STUDY TEXT
------------------------------------

Now we create an instance of the seed set and of a scoring scheme, which we will need to score the local chain.

    TSeedSet seedSet;
    Score<int, Simple> scoreScheme{2, -1, -2};

Assignment 3

Type

Application

Objective

Update the loop from assignment 2 and fill the previously created seed set. Use the CHAOS chaining method to chain seeds locally, using the scoring scheme, the gap and distance criteria and the current position of the matching q-grams.

Hint
  • The method addSeed has different overloads for various chaining policies.

  • If the seed could not be combined to any other in the set it must be added as a single seed to set.

Solution
    for (auto seqIter = begin(seq2, Standard());
         seqIter != end(seq2, Standard()) - length(indexShape(qGramIndex)) + 1;
         ++seqIter)
    {
        hashNext(indexShape(qGramIndex), seqIter);
        for (TSeedSize seq1Pos : getOccurrences(qGramIndex, indexShape(qGramIndex)))
        {
            /* filter the seeds */
            if (!addSeed(seedSet,
                         TSeed{seq1Pos, static_cast<TSeedSize>(seqIter - begin(seq2, Standard())), options.qGramSize},
                         options.distanceCriteria, options.gapCriteria, scoreScheme, seq1, seq2, Chaos{}))
            {
                addSeed(seedSet,
                        TSeed{seq1Pos, static_cast<TSeedSize>(seqIter - begin(seq2, Standard())), options.qGramSize},
                        Single{});
            }
        }
    }
    std::cout << "Finished seeding: " << length(seedSet) << " seeds!\n";

Global chaining

After scanning the second sequence and filling the seed set the highest scoring global chain must be computed, which gives a map of good matching anchors.

------------------------------------

EXERCISE 1
Please copy the seed-chaining tutorial word for word, from "TSeedSet seedSet;" up to and including "the matching q-grams.".
EXERCISE 2
According to the seed-chaining tutorial, what must be done with a seed that could not be combined with any other seed in the set?
EXERCISE 3
Translate this sentence from the seed-chaining tutorial into Spanish: "The method addSeed has different overloads for various chaining policies."

ENTRIES SHOWN
------------------------------------

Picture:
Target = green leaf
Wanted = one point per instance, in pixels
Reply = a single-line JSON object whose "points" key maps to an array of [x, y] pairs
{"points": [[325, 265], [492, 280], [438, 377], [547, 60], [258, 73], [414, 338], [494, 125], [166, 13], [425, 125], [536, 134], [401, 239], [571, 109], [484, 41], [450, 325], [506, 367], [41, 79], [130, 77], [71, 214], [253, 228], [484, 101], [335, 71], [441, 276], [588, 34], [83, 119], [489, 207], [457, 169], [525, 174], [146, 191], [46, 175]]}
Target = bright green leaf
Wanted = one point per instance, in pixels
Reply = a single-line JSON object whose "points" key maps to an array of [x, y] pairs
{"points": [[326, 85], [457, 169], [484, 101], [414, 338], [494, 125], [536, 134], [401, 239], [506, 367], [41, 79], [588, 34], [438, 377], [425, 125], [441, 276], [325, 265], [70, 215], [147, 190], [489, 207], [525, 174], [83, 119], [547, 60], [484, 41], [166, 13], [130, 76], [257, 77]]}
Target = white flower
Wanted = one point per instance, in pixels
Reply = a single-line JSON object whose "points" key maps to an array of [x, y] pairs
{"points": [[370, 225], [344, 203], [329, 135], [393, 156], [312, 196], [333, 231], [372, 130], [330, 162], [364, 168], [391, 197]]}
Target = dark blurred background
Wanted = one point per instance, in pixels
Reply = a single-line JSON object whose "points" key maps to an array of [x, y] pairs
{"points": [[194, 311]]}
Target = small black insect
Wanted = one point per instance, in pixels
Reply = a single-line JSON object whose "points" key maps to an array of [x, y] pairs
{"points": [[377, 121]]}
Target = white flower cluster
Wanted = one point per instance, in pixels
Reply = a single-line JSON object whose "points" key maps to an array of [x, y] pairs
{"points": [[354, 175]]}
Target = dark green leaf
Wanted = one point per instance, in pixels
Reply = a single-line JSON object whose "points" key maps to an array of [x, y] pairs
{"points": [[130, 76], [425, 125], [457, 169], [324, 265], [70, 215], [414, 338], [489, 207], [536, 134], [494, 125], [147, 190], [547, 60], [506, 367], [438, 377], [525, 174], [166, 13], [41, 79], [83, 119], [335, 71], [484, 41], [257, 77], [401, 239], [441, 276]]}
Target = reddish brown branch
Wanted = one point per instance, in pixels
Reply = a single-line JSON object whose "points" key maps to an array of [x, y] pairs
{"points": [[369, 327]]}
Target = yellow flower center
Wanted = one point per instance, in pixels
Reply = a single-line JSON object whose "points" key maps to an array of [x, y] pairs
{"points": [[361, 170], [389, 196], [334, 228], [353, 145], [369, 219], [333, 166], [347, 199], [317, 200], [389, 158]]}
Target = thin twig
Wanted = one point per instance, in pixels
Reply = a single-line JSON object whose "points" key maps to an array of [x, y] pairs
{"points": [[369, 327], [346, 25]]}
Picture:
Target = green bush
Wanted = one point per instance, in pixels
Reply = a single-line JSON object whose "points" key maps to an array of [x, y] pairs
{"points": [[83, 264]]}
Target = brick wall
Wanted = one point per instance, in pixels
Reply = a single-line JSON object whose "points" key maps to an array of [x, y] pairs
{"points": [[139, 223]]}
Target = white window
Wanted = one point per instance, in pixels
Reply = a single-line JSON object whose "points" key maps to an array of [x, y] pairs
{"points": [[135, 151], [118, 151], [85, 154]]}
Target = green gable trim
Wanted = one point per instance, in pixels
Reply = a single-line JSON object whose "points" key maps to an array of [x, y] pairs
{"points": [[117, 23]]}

------------------------------------

PROBLEM SOLUTION 1
TSeedSet seedSet;
    Score<int, Simple> scoreScheme{2, -1, -2};

Assignment 3

Type

Application

Objective

Update the loop from assignment 2 and fill the previously created seed set. Use the CHAOS chaining method to chain seeds locally, using the scoring scheme, the gap and distance criteria and the current position of the matching q-grams.

PROBLEM SOLUTION 2
It must be added to the set as a single seed.

PROBLEM SOLUTION 3
El método addSeed tiene diferentes sobrecargas para distintas políticas de encadenamiento.